— Problem to solve —
Copy every one of the lines below word for word, with nothing changed.

──────── Listed entries ────────

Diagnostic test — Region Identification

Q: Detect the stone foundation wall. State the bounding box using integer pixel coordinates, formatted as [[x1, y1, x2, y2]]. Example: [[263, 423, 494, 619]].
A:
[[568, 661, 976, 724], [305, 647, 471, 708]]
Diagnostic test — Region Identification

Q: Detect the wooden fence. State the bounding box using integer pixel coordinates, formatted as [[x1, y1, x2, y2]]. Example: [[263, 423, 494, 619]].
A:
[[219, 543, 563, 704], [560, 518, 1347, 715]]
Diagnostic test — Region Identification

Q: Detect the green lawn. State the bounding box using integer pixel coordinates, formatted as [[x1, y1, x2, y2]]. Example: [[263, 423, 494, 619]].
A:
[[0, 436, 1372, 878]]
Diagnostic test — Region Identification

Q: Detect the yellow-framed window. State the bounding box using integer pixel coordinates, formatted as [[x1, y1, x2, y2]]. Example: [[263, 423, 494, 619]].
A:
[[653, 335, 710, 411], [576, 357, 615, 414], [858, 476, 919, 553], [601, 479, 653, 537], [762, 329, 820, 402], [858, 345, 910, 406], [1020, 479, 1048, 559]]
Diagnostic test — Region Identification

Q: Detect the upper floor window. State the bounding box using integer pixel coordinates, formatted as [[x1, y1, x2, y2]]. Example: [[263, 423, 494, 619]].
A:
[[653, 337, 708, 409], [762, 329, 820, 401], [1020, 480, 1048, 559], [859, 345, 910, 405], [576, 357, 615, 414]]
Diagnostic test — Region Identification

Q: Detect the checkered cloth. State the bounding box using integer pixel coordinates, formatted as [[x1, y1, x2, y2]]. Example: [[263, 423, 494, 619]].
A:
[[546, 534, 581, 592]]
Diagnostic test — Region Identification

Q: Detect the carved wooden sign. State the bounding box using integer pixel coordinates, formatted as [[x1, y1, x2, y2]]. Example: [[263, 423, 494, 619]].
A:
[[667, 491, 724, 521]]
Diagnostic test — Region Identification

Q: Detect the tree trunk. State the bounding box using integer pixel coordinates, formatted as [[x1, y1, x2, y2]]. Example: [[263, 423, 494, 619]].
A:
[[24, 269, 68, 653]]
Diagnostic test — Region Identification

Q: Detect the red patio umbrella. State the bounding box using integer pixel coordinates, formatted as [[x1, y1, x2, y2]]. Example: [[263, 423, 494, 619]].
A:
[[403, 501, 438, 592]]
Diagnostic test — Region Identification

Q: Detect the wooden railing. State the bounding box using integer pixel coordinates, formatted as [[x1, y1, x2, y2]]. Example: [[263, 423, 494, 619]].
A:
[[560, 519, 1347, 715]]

────────

— Worked answer —
Diagnostic test — Region Identification

Q: Detect the stone foundation wall. State the bounding box using integer pixel coordinates, formatted as [[x1, y1, x2, y2]]. Example: [[263, 423, 494, 619]].
A:
[[568, 661, 976, 724], [305, 647, 471, 708]]
Diagnostic test — Region Identification

Q: Detect the wooden fence. State the bounding box using integer pixel coordinates, formatted as [[x1, y1, x2, y2]]. Example: [[263, 423, 494, 619]].
A:
[[219, 543, 563, 704], [560, 518, 1347, 715]]
Diagnostic test — Region Identification

Q: Detect the green lawn. State the bounding box using integer pixel coordinates, formatted as [[x1, y1, x2, y2]]. Example: [[263, 423, 494, 619]].
A:
[[0, 436, 1372, 878]]
Diagnostic test — Region Identification

Q: Detect the yellow-framed window. State the bounding box using integer pixel coordinates, formatted as [[x1, y1, x2, y2]]. Example: [[263, 423, 494, 619]].
A:
[[653, 335, 710, 411], [576, 357, 615, 414], [858, 476, 919, 553], [601, 479, 653, 537], [762, 329, 820, 402], [858, 345, 910, 406], [1020, 479, 1048, 559]]
Diagnostic test — Region Identification

Q: Detect the upper floor window. State the bounding box using integer pixel coordinates, formatted as [[x1, y1, x2, y2]]. Example: [[263, 423, 494, 619]].
A:
[[653, 337, 708, 409], [762, 329, 820, 401], [1020, 480, 1048, 559], [859, 345, 910, 405], [576, 357, 615, 414]]
Diagnostic test — Region Identification

Q: Detect the checkered cloth. State the bounding box using integer pixel coordinates, formatted as [[x1, y1, x2, y2]]. Example: [[263, 423, 494, 619]].
A:
[[546, 534, 581, 592]]
Diagnostic test — Region Identification

Q: Detect the carved wooden sign. State the bounding box using integer pixel coordinates, formatted as [[x1, y1, x2, y2]]. Example: [[263, 423, 494, 619]].
A:
[[667, 491, 724, 521]]
Diagnostic test — Region Identification

Q: Detect the tree trunk. State the bounding box using integer pixel coordinates, formatted as [[x1, y1, x2, y2]]. Example: [[263, 423, 494, 619]].
A:
[[24, 269, 68, 653]]
Diagnostic test — Region Identification

Q: Detect the red patio umbrella. State the bounding box using integer pixel coordinates, formatted as [[x1, y1, x2, y2]]. Example: [[263, 423, 494, 619]].
A:
[[403, 501, 438, 592]]
Diagnostic test — Region Identification

Q: Detect the wooden railing. State the bounding box using integer pixel coordinates, formatted as [[x1, y1, x2, y2]]. Example: [[263, 423, 494, 619]].
A:
[[560, 519, 1347, 715]]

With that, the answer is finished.